Given data START
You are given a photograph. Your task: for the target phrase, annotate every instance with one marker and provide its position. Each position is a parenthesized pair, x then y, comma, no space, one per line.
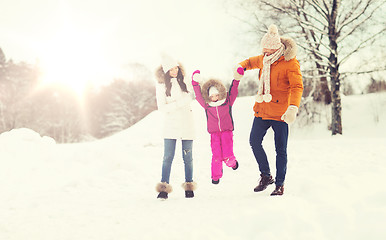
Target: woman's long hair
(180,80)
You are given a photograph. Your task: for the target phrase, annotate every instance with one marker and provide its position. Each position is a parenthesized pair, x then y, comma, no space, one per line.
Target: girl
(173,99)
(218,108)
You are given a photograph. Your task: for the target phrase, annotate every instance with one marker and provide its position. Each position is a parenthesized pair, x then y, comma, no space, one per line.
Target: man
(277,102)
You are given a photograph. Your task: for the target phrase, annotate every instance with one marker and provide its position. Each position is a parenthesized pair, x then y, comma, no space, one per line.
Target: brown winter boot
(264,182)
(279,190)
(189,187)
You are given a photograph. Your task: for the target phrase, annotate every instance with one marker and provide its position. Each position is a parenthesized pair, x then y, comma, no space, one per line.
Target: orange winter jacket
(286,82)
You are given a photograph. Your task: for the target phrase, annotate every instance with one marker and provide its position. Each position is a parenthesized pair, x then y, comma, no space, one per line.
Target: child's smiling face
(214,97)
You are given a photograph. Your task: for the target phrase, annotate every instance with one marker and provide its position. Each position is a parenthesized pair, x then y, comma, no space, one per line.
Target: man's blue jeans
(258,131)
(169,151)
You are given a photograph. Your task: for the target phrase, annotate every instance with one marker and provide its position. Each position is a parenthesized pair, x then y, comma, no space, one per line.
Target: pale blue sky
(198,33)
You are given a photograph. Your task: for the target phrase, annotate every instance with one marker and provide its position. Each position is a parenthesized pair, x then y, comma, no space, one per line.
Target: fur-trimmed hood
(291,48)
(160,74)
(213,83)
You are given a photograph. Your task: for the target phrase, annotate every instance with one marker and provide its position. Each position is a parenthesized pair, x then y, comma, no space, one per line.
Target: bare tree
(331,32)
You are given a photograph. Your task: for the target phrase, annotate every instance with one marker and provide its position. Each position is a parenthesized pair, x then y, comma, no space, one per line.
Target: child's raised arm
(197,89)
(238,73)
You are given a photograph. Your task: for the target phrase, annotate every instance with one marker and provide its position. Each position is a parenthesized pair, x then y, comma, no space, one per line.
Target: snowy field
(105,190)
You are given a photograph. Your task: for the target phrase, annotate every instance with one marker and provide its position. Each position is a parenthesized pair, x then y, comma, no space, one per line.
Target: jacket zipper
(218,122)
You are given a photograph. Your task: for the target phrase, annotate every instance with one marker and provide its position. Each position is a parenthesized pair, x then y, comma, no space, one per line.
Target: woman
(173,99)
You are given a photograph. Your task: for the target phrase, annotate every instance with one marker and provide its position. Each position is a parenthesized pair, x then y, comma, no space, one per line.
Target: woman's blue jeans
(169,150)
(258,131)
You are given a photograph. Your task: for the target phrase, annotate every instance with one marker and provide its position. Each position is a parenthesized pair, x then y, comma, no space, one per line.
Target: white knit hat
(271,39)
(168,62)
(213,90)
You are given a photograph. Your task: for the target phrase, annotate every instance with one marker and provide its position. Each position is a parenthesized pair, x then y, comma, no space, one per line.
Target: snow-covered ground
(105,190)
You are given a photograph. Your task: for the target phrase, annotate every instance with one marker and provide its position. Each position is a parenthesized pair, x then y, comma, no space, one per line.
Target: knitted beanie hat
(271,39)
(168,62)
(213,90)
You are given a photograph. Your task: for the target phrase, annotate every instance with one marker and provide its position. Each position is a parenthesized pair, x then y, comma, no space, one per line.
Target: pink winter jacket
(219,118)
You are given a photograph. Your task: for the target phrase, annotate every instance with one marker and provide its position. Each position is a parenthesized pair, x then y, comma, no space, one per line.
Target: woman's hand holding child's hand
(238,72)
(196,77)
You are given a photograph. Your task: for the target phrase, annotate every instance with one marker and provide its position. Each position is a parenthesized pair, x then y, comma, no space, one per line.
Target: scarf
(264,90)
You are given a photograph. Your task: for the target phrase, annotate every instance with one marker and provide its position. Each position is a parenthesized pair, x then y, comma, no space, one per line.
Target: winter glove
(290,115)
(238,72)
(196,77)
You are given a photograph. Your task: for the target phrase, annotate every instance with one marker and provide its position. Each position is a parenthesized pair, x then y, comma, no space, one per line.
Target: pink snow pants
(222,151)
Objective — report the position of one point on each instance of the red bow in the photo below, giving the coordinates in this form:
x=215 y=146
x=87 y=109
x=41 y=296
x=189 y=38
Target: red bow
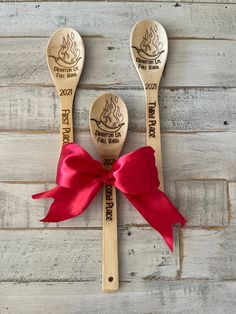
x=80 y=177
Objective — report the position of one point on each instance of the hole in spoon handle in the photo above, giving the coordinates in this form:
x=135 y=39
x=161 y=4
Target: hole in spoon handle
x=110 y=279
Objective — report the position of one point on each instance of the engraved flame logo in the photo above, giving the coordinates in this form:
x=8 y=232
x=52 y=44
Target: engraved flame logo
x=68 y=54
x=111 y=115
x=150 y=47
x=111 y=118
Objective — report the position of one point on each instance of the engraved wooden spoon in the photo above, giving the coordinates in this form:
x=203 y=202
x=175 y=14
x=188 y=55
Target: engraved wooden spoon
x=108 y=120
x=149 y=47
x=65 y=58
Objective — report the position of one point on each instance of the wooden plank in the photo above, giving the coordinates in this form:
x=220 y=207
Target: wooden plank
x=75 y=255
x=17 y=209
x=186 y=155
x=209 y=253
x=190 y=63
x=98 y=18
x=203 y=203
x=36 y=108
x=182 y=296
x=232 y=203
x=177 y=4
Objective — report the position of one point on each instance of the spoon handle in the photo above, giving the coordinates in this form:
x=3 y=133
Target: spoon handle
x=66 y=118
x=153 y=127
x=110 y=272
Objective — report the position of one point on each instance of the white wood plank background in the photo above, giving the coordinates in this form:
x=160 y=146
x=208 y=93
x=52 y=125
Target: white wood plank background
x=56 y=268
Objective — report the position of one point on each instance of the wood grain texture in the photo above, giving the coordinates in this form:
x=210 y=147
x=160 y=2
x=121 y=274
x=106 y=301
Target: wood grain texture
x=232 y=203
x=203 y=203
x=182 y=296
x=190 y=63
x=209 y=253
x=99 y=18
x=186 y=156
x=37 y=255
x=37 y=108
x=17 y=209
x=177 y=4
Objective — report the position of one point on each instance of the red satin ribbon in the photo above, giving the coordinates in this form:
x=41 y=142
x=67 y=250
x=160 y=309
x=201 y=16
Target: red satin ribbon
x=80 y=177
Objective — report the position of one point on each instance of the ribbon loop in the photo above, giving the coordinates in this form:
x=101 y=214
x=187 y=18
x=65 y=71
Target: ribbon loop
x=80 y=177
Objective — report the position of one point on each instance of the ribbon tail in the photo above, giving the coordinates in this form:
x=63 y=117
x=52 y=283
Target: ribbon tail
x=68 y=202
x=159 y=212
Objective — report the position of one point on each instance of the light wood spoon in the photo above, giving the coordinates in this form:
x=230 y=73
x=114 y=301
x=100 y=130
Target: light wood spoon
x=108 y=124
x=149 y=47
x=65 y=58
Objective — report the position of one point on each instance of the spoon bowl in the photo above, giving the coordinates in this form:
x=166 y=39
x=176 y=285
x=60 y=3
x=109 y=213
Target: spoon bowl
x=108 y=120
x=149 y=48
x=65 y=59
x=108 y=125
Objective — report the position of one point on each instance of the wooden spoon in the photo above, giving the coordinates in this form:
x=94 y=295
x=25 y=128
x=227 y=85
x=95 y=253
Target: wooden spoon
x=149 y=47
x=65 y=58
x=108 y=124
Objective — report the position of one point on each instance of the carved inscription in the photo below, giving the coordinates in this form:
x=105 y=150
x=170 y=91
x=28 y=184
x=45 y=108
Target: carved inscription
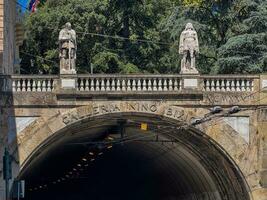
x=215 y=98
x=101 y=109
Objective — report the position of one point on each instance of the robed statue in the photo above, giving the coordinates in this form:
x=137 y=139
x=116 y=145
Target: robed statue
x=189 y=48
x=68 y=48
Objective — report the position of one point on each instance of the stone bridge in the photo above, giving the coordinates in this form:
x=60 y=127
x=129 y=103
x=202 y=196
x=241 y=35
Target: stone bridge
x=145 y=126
Given data END
● What is being asked
Check the records above line by line and tally those holding the string "below". Answer with the number only.

● Solution for this exercise
2